Goal ::
Copy the listing below word for word, keeping every line, but leave out the pictures.

(Data lines)
┏━━

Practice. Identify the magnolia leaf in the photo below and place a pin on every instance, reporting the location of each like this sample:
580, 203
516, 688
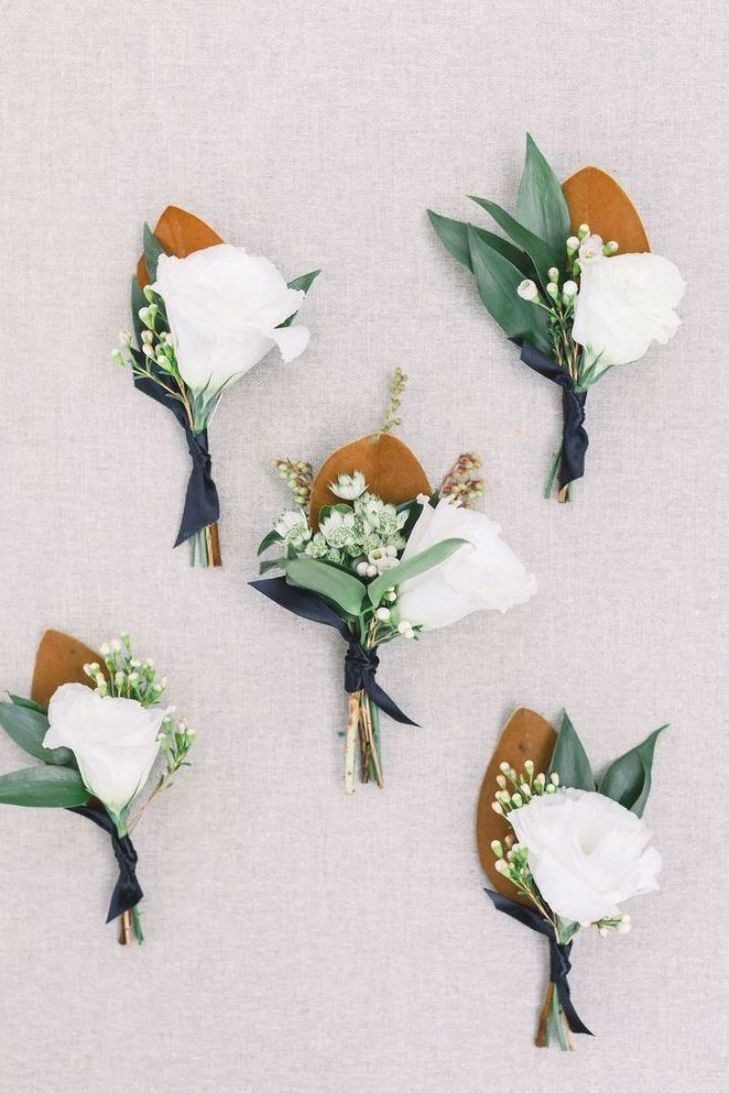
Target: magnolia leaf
627, 778
327, 580
497, 281
27, 728
180, 234
60, 659
389, 467
540, 203
596, 199
526, 736
44, 787
454, 236
569, 759
542, 255
412, 567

┗━━

Output ::
Practice. Identify the magnolia leaf in the photo below and place a pin on every instance, reporting the location of each like this sample:
580, 203
516, 688
Target: magnolia leaf
627, 778
327, 580
497, 281
27, 728
180, 234
60, 659
389, 467
540, 203
596, 199
526, 736
44, 787
454, 236
569, 759
542, 255
412, 567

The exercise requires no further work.